Given passage
▬▬▬▬▬▬▬▬▬▬
Brian Simo (pronounced "see-mow") (born October 1, 1959) is an American former professional racing driver and businessman. He is a veteran of Trans-Am racing and the owner and founder of the No Fear clothing line. In addition, he competed on the NASCAR circuit as a road course ringer from 1997 to 2012. This included his run in the No. 33 Chevrolet for Richard Childress Racing in the Nextel Cup Series race at Infineon Raceway in 2005, where he finished in 10th place.

Racing career

Sports car racing

NASCAR

Sprint Cup Series
Simo attempted his first NASCAR Cup Series races in 2000 with Donlavey Racing. He raced the No. 90 Ford to a 36th-place finish and failed to qualify the car at Watkins Glen. For the 2001 season, Simo again returned to the same car and team to run the road course races. He earned a 15th place starting spot at Infineon, and finished 42nd after transmission failure. At Watkins Glen, Simo qualified 42nd and ended up finishing the race in 37th after a crash. Simo did not return to the Sprint Cup Series until 2005 when he raced the No. 33 Richard Childress Racing Chevrolet at Infineon. He started the race in 22nd and worked his way up to 10th place to finish the race with his first top ten. In 2006, Simo was selected to run the road course events for Front Row Motorsports. He was unable to qualify their No. 61 Chevrolet at Infineon, however he did qualify the No. 34 Chevrolet for Watkins Glen, his race ended early and finished 41st after being involved in a crash. For 2007, Simo attempted both road courses for Front Row Motorsports in the No. 37 Dodge, however he was unable to qualify. Simo again drove for FRM in 2008 for the road course races, but in the No. 34 Ford/Chevy instead. He finished 43rd at Infineon and failed to qualify for Watkins Glen due to rain. He attempted both road course races for Tommy Baldwin in 2009, but did not qualify for both. He returned at Infineon in 2010 for Tommy Baldwin, but did not qualify. He raced for Whitney Motorsports in 2011. He made the race at Infineon for the number 81, but did not qualify at Watkins Glen in the 46. He attempted Sonoma in 2012 for Inception Motorsports, but was the only car not to qualify.
▬▬▬▬▬▬▬▬▬▬
(Pointing dataset excerpts)
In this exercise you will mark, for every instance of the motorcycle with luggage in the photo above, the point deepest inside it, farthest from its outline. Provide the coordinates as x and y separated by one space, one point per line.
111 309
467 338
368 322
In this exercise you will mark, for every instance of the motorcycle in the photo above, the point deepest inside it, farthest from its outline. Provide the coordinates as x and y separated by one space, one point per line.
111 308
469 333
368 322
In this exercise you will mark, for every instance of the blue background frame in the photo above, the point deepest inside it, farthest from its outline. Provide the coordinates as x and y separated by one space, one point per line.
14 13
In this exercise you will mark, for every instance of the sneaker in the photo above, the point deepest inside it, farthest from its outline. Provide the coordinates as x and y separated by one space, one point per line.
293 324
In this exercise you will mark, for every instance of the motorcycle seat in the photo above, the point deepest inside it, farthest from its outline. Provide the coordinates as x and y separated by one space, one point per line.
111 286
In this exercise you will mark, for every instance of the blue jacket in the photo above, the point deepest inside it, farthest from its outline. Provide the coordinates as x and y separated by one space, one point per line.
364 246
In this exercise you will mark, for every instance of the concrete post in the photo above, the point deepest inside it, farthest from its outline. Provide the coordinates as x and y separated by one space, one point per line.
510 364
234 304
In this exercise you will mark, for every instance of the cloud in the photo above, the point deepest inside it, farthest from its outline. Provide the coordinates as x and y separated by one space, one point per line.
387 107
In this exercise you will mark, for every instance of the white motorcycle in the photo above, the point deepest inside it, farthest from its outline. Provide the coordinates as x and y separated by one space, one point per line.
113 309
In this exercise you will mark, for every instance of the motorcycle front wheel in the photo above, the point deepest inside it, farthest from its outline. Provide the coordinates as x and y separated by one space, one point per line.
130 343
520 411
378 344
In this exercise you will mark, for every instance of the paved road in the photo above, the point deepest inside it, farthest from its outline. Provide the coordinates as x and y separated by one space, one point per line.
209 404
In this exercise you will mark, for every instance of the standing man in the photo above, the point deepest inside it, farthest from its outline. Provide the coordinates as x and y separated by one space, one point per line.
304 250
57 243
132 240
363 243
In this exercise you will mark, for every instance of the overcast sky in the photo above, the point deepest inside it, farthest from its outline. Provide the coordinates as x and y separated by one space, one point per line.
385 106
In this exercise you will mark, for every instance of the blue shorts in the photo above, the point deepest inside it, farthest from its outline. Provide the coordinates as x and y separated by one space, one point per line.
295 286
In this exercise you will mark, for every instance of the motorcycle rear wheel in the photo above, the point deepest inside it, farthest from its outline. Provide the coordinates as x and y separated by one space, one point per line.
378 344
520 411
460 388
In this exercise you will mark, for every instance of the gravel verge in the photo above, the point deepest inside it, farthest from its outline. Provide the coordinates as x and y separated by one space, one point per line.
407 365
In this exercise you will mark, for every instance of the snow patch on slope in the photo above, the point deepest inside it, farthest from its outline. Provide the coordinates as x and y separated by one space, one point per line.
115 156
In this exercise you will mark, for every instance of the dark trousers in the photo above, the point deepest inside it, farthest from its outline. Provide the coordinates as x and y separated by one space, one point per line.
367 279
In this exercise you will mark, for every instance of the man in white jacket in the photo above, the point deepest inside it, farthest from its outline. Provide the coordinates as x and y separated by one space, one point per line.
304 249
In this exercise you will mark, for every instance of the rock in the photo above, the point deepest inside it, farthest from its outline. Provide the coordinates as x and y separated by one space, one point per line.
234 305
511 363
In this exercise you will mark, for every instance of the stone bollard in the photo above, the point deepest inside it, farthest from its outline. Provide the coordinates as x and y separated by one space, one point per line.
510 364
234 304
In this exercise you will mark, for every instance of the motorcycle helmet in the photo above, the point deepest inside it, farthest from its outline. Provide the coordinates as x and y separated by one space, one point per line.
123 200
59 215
▬▬▬▬▬▬▬▬▬▬
Task details
Proceed with the biography of Brian Simo, picking up after its final sentence.

Answer to this problem
Nationwide Series
Simo's first start in the Nationwide would come in the No. 03 Chevrolet. He started the race in the 20th position, but had a driveshaft failure after eight laps and ended the race in the 40th position. In 1998, he failed to qualify for the Gumout Long Life Formula 200 his only oval attempt. Simo returned to the series in 2006 with Frank Cicci Racing and raced the #34 Chevrolet at Watkins Glen to a 22nd-place finish. In 2007, he returned to race for Frank Cicci Racing in their No. 34 Chevrolet at Mexico City. Simo started the race in 39th and provided another 22nd-place finish for the team. For the 2008 season, Simo was selected to run the road courses for Front Row Motorsports in their No. 24 Chevrolet instead of the team's normal driver Eric McClure. His first start came at Mexico City and he finished 28th in the race. He competed in the two other road course races on the schedule for FRM, those being Montreal where he finished 30th, and 20th at Watkins Glen.

Motorsports career results

SCCA National Championship Runoffs

NASCAR
(key) (Bold – Pole position awarded by qualifying time. Italics – Pole position earned by points standings or practice time. * – Most laps led.)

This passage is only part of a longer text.